Exercise instructions: Return each entry exactly, so that nothing in the data differs from the original.

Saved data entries
_ _ _
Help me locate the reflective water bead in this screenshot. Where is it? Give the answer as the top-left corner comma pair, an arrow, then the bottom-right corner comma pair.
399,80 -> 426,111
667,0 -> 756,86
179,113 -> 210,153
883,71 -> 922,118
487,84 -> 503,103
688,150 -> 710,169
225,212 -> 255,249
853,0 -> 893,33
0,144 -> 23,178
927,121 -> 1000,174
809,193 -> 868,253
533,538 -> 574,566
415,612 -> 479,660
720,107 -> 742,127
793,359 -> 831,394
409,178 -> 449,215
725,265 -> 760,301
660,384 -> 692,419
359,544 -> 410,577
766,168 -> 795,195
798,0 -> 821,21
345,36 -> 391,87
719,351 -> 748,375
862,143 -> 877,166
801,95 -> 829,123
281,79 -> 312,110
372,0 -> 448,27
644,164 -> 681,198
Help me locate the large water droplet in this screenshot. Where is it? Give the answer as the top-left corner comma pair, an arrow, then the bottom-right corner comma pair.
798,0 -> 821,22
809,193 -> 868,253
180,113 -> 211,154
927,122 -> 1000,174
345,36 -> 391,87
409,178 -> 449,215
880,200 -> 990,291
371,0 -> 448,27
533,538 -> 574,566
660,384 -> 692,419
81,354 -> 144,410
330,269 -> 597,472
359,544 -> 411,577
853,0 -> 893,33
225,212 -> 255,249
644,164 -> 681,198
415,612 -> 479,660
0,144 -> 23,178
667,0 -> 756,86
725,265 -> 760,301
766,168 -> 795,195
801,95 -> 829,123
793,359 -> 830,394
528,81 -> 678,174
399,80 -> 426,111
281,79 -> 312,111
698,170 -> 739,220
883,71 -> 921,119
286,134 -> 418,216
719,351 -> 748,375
_ _ _
Exercise output:
Help me locate the reflective water bead in this screenshot. Where is it? Give the answer as the top-left corner comma pair, an arrow, then the bottom-right corner comma pair.
399,80 -> 426,111
667,0 -> 756,86
179,113 -> 210,153
883,71 -> 922,118
487,84 -> 503,103
688,150 -> 710,169
225,212 -> 255,249
853,0 -> 893,33
0,144 -> 23,178
927,121 -> 1000,174
809,193 -> 868,253
533,538 -> 574,566
415,612 -> 479,660
720,107 -> 742,127
793,359 -> 831,394
409,178 -> 449,215
725,265 -> 760,301
660,384 -> 692,419
359,544 -> 410,577
766,168 -> 795,195
798,0 -> 821,21
345,36 -> 391,87
719,351 -> 748,375
862,143 -> 877,166
801,95 -> 829,123
281,79 -> 312,110
372,0 -> 448,27
644,164 -> 681,198
Help me locate the large water droplet in this screenshot. Where is it? Give the answer as the top-left corner comma pair, an arrow, then the bottom-right corner comma pair.
798,0 -> 821,22
809,193 -> 868,253
180,113 -> 211,154
927,122 -> 1000,174
345,36 -> 391,87
409,178 -> 449,215
880,200 -> 990,291
371,0 -> 448,27
533,538 -> 574,566
660,384 -> 692,419
81,354 -> 144,410
330,269 -> 597,472
359,544 -> 411,577
853,0 -> 893,33
225,212 -> 255,249
644,164 -> 681,198
415,612 -> 479,660
0,144 -> 23,178
667,0 -> 756,86
725,265 -> 760,301
766,168 -> 795,195
801,95 -> 829,123
793,359 -> 830,394
528,81 -> 678,174
399,80 -> 426,111
281,79 -> 312,111
698,170 -> 739,220
883,71 -> 921,119
286,134 -> 418,216
719,351 -> 748,375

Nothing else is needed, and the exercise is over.